__Task set__
#1 Answer these questions using the PDFTextStripper issue thread:
(a) Which class does the person who opened the issue want ported?
(b) Which PdfPig extractor does the reply ask to be compared with that class?
(c) Until when does the person who opened the issue ask for it to stay open?
#2 Please reproduce the PDFTextStripper issue thread from "PdfPig icon indicating" up to and including "on that change.", word for word.
#3 Carry on the PDFTextStripper issue thread, starting after its last sentence.

__Source__
PdfPig icon indicating copy to clipboard operation
PdfPig copied to clipboard

PDFTextStripper class

Open ivanlabsii opened this issue 5 years ago • 8 comments

First to say that I was (and I am still) very happy to see that there is a port of PDFBox to .NET.

I understand that it is work in progress, but I would like to stress the need to port the PDFTextStripper class which doesn't appear to be ported at the moment. For me and probably for many other developers it is the only need why I use PDFBox at all.

Hopefully it will be implemented in the future. Looking forward on it. If it is possible keep this issue open until it is implemented so that all people interested in this feature can get easily notified on that change.

ivanlabsii avatar Jun 09 '20 11:06 ivanlabsii

Hi @ivanicin, thanks for the feedback! Can you give example on how you'd use PDFTextStripper, is it to extract text? If it's the case, what would be the difference with PdfPig's ContentOrderTextExtractor?

BobLd avatar Jun 10 '20 09:06 BobLd

Hi @ivanicin, thanks for the feedback! Can you give example on how you'd use PDFTextStripper, is it to extract text? If it's the case, what would be the difference with PdfPig's ContentOrderTextExtractor?

__Supplied data__
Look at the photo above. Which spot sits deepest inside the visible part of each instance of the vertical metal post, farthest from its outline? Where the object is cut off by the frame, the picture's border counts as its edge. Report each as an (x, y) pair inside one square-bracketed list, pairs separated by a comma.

__Answers to the tasks__
#1
(a) The PDFTextStripper class.
(b) ContentOrderTextExtractor.
(c) Until the class is implemented.

#2
PdfPig icon indicating copy to clipboard operation
PdfPig copied to clipboard

PDFTextStripper class

Open ivanlabsii opened this issue 5 years ago • 8 comments

First to say that I was (and I am still) very happy to see that there is a port of PDFBox to .NET.

I understand that it is work in progress, but I would like to stress the need to port the PDFTextStripper class which doesn't appear to be ported at the moment. For me and probably for many other developers it is the only need why I use PDFBox at all.

Hopefully it will be implemented in the future. Looking forward on it. If it is possible keep this issue open until it is implemented so that all people interested in this feature can get easily notified on that change.

#3
This seems to be it though I couldn't make it work but that's another issue that I'll file separately.

Currently this is in pre-release nuget, so not sure if you close the bug until it is in the regular release or as soon as you get some sort of solution, so I'll leave to owners to decide on whether to close the issue immediately or not.

ivanlabsii avatar Jun 10 '20 10:06 ivanlabsii

Also I am not sure if this should be the same or new issue, but when I try to parse this file: https://s3-us-west-2.amazonaws.com/pressbooks-samplefiles/LewisTheme/The-Problems-of-Philosophy-LewisTheme.pdf it appears that results are far from PDFTextStripper quality - at first glance I can't see any problems with PDFTextStripper, while there are significant problems with ContentOrderTextExtractor, like missing spaces where expected or new lines where not expected or doubling some words, they appear on many places in this text so it is quite easy to spot.

And just to note that this document isn't particularly complex so probably there are even worse problems on more complex documents.

So I would leave this issue open until you can get the similar quality on this sample document of ContentOrderTextExtractor when compared to PDFTextStripper (which should be feasible as it is part of PDFBox that you try to port), or we can close this issue and I can file a new one if that is preferred.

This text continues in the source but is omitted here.